*TASK*
Nothing other than the lines from the one containing "Point to the qr" through the last line of the data below should be output, each reproduced exactly.

*Records from a data collection*
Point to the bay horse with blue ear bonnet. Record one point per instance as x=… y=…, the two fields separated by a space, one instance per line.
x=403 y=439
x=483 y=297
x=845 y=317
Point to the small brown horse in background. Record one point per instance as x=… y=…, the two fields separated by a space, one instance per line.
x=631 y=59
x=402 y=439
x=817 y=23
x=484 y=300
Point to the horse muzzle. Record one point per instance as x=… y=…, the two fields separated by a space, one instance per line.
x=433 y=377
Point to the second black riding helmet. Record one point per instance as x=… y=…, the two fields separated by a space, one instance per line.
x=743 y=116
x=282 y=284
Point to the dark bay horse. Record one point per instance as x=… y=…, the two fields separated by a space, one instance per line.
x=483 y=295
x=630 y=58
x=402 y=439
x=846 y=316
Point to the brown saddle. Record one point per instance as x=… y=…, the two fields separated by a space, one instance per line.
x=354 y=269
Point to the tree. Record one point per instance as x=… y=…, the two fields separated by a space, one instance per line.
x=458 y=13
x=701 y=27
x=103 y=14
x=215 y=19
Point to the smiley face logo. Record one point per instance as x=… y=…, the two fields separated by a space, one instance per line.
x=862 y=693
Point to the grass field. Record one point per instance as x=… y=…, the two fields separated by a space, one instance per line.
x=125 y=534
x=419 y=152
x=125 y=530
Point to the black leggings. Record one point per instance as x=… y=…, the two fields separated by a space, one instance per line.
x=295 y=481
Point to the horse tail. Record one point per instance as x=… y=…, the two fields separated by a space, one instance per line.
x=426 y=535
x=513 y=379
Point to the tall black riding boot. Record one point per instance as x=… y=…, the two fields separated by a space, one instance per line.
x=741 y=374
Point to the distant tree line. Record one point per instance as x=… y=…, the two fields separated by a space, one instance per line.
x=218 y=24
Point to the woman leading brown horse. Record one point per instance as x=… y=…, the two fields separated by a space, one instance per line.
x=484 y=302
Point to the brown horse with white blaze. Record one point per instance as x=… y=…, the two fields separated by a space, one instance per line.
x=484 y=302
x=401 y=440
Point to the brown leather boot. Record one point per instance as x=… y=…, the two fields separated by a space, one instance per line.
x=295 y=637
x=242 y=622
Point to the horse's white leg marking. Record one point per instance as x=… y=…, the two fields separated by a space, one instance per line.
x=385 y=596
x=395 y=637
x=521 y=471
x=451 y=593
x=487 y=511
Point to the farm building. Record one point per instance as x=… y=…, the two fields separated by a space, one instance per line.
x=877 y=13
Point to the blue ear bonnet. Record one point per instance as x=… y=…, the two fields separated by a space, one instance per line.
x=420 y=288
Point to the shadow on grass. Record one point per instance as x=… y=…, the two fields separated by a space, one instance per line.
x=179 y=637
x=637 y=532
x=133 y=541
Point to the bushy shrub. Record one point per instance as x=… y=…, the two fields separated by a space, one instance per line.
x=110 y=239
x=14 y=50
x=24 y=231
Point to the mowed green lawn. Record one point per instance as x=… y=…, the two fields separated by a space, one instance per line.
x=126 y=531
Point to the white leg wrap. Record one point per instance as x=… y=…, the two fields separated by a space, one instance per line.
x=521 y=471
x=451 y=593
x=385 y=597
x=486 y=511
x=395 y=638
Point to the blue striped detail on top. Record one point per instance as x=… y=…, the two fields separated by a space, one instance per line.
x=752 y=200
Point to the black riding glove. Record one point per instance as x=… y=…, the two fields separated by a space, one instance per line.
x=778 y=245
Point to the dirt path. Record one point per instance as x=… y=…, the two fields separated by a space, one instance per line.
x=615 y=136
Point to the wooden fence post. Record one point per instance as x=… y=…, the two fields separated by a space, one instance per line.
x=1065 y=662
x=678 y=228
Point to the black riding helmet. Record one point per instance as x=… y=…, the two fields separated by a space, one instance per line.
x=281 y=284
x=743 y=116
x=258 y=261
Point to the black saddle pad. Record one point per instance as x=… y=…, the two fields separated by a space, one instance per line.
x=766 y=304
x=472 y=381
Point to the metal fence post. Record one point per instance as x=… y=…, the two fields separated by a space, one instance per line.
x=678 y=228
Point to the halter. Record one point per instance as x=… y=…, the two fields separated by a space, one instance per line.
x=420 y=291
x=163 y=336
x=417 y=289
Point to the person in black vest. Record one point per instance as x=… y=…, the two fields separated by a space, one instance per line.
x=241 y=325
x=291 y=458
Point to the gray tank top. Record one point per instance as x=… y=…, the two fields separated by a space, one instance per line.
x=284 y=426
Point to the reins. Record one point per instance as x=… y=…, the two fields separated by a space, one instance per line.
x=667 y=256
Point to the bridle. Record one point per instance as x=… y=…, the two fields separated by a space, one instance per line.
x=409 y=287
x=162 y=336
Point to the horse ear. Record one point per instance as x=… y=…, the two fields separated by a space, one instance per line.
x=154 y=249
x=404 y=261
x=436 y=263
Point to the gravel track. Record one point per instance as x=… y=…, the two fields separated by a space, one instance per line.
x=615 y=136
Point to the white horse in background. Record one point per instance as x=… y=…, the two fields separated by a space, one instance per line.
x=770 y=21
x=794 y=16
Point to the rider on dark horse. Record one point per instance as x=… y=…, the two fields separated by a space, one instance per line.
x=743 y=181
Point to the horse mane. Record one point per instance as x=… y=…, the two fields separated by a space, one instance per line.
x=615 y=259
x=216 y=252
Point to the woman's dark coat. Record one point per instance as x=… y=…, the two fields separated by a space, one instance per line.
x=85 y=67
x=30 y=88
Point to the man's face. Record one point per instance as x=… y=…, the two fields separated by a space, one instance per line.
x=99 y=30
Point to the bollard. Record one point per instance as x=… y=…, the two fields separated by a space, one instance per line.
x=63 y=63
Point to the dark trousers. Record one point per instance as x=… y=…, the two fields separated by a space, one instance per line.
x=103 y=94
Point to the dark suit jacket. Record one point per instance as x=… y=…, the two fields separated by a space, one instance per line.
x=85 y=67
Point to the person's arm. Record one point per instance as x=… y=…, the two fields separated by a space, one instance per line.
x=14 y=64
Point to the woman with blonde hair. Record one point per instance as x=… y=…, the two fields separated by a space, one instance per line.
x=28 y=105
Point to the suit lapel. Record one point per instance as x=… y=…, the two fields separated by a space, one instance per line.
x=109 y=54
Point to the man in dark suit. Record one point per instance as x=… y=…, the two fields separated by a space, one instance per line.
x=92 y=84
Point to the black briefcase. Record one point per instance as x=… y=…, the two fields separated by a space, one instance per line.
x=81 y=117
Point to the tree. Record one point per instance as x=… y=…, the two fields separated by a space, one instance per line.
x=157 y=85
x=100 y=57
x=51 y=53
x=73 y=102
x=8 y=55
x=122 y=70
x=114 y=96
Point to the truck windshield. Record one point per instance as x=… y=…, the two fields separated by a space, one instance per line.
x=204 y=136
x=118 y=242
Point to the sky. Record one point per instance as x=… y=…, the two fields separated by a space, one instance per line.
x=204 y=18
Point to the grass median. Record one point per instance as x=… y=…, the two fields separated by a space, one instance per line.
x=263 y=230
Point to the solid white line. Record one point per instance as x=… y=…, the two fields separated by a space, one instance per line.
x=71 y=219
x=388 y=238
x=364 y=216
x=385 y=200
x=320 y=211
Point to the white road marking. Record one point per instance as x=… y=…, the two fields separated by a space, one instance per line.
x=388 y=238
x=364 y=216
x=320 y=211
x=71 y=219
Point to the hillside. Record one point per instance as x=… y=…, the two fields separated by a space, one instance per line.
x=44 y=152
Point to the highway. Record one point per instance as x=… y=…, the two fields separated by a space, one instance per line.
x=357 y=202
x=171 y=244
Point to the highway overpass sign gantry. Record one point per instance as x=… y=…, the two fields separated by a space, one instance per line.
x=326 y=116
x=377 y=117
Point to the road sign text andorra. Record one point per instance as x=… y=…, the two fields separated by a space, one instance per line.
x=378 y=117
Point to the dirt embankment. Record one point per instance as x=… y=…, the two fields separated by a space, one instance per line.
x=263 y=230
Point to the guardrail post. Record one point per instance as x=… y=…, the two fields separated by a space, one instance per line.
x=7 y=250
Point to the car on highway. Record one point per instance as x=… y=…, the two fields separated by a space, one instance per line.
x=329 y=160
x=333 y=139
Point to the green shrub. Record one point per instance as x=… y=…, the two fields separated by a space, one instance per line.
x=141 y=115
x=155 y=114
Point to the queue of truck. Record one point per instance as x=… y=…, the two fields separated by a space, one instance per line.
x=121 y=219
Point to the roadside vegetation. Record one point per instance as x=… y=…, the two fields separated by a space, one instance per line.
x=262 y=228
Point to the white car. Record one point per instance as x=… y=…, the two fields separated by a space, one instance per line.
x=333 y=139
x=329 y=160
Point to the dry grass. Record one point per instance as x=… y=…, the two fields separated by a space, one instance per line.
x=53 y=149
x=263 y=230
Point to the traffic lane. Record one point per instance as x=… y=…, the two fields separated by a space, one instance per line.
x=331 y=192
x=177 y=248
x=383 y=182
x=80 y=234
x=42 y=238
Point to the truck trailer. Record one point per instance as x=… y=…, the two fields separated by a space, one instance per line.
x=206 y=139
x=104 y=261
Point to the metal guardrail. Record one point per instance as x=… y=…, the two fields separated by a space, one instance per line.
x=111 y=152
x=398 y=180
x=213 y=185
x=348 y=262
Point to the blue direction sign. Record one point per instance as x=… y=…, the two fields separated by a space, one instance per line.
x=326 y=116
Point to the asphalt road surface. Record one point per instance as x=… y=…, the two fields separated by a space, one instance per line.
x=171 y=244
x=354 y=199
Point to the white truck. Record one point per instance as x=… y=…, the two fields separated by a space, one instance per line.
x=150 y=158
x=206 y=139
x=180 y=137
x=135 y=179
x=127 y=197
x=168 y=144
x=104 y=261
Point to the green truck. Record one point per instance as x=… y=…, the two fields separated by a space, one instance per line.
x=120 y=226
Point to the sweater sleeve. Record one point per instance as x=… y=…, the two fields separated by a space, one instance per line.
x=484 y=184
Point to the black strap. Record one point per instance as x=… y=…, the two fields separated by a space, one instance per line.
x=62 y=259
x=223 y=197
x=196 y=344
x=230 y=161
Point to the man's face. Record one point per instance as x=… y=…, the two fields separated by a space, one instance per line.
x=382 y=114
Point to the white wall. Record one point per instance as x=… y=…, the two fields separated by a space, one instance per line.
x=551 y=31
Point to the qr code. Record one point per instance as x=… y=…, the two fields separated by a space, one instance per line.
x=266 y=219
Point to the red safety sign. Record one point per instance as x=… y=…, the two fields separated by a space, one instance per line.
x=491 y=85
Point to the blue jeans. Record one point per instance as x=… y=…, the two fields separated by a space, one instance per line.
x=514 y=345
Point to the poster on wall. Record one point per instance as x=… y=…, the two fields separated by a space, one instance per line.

*RESULT*
Point to the qr code. Record one point per instance as x=… y=…, the two fields separated by a space, one instance per line.
x=266 y=219
Point to the red safety sign. Record one point per instance as x=… y=…, the two fields separated by a space, one instance per line.
x=491 y=85
Point to the blue jeans. Record one point per instance as x=… y=…, the two fields separated by a space, one instance per line.
x=514 y=345
Point to the poster on wall. Record one point per instance as x=… y=…, the two fields separated by a space, one instance per line.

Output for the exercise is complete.